### Written exercise
Which lines in the records below contain the word "green"? Locate each one and copy it out in full, treating uppercase and lowercase letters as different.

### Input

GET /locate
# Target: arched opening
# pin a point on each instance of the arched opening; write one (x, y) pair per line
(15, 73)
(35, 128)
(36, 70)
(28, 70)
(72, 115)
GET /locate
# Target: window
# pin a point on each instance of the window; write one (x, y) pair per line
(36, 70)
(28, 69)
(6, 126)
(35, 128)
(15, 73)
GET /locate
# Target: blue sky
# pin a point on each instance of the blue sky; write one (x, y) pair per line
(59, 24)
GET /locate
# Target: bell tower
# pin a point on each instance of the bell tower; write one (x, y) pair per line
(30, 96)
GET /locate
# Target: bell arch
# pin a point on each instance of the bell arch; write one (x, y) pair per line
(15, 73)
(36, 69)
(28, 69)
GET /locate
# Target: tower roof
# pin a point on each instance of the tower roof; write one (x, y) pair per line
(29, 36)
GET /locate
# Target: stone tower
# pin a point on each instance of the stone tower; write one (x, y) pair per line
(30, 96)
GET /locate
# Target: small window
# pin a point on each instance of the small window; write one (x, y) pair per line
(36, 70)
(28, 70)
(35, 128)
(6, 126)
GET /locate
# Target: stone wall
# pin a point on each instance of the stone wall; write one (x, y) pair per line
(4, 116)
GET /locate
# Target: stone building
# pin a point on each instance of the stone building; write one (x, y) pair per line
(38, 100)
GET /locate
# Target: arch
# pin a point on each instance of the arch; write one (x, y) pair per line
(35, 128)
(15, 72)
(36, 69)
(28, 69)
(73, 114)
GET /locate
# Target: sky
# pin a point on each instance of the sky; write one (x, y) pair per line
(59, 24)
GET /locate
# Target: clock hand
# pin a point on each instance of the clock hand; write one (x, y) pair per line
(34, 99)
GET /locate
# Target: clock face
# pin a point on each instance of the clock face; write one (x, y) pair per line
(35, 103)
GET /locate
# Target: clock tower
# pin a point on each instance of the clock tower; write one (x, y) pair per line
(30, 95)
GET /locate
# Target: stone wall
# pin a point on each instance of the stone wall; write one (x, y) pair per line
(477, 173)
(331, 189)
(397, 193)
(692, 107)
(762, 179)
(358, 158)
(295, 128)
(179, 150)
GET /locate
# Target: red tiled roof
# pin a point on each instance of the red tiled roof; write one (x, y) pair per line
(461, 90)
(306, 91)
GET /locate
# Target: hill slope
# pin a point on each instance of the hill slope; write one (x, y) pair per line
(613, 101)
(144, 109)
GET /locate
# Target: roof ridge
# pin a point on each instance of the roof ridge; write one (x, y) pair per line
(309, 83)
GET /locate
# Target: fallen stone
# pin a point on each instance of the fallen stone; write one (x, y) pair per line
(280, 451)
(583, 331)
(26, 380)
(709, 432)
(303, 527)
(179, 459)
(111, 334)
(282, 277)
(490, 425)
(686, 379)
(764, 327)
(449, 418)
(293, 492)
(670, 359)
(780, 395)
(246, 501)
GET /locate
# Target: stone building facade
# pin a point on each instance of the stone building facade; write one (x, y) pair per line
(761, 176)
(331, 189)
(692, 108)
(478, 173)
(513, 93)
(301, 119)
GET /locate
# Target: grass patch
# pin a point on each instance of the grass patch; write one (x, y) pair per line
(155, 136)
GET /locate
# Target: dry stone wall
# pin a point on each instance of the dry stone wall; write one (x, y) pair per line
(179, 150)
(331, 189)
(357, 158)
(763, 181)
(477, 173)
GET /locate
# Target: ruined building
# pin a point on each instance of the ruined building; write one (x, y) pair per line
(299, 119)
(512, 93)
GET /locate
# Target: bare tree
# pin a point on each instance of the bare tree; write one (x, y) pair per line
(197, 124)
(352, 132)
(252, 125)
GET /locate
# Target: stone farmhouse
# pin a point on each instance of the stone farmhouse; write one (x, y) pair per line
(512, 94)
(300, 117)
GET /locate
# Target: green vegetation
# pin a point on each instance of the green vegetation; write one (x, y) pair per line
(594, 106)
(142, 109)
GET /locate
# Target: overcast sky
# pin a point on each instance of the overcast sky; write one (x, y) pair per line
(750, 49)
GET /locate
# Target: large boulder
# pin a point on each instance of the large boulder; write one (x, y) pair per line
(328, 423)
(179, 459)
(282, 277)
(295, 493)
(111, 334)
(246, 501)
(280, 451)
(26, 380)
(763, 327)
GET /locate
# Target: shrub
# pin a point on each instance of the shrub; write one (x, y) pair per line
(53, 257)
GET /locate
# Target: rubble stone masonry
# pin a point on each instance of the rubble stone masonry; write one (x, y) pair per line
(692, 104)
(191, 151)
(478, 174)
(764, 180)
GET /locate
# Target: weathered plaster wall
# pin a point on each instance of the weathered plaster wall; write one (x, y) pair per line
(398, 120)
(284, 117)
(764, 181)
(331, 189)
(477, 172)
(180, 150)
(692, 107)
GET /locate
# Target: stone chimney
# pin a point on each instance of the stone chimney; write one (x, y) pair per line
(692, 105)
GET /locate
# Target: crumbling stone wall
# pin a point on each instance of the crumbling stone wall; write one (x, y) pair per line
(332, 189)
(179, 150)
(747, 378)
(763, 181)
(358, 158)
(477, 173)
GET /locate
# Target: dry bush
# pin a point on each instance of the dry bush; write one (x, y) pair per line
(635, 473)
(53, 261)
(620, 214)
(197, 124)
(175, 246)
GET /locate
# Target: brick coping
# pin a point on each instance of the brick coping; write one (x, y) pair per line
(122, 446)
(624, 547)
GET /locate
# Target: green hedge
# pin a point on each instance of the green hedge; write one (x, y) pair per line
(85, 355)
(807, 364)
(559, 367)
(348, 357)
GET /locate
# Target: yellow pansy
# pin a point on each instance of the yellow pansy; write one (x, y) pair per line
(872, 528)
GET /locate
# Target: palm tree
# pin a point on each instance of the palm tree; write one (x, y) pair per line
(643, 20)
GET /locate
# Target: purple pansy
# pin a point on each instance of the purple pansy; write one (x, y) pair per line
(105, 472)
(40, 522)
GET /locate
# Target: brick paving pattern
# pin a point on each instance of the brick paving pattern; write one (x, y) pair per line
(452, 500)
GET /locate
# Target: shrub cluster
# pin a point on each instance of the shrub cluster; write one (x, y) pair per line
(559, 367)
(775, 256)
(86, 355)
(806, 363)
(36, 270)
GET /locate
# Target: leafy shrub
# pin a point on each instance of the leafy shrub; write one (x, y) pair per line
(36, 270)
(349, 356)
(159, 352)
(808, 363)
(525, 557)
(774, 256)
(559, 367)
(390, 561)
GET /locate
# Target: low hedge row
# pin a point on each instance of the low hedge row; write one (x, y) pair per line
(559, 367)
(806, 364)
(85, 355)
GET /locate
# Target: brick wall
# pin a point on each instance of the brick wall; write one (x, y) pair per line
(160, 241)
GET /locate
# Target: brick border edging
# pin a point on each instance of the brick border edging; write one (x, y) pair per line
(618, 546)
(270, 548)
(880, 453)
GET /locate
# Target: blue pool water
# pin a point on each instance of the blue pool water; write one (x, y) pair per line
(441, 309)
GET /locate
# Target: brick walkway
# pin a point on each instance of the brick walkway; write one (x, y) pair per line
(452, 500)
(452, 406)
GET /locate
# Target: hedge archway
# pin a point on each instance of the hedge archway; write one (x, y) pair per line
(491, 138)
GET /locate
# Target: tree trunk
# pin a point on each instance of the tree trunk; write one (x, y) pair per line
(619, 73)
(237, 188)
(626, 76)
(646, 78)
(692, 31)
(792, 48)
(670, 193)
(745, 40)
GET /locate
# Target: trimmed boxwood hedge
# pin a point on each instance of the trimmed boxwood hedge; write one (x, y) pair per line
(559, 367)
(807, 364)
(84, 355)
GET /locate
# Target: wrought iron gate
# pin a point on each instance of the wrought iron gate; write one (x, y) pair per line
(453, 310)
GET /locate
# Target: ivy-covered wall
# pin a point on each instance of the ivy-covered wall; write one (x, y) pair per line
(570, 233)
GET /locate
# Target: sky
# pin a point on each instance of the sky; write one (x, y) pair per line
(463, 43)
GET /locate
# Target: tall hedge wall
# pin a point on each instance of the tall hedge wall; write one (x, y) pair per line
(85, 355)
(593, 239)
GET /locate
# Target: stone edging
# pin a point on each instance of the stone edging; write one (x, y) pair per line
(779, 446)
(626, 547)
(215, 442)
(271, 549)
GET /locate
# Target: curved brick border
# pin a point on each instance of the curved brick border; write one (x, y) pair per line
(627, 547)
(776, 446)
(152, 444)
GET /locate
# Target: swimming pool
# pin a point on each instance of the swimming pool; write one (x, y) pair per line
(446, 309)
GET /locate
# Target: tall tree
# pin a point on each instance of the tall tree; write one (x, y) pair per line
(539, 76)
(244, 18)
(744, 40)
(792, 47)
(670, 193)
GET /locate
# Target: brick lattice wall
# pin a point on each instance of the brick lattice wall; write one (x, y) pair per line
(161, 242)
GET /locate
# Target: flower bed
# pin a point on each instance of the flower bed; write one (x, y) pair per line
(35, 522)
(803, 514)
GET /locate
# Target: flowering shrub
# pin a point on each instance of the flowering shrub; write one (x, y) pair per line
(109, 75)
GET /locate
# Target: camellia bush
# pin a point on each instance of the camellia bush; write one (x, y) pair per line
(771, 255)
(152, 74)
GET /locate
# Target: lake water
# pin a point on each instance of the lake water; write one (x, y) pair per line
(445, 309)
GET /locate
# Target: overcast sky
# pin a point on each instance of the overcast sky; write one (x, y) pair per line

### Result below
# Target: green vegetation
# pin a point on each instance of the green vegetation; write one (x, y) pair per line
# Target: green hedge
# pin a point on each instance of the green hedge; write one (x, y) pair per line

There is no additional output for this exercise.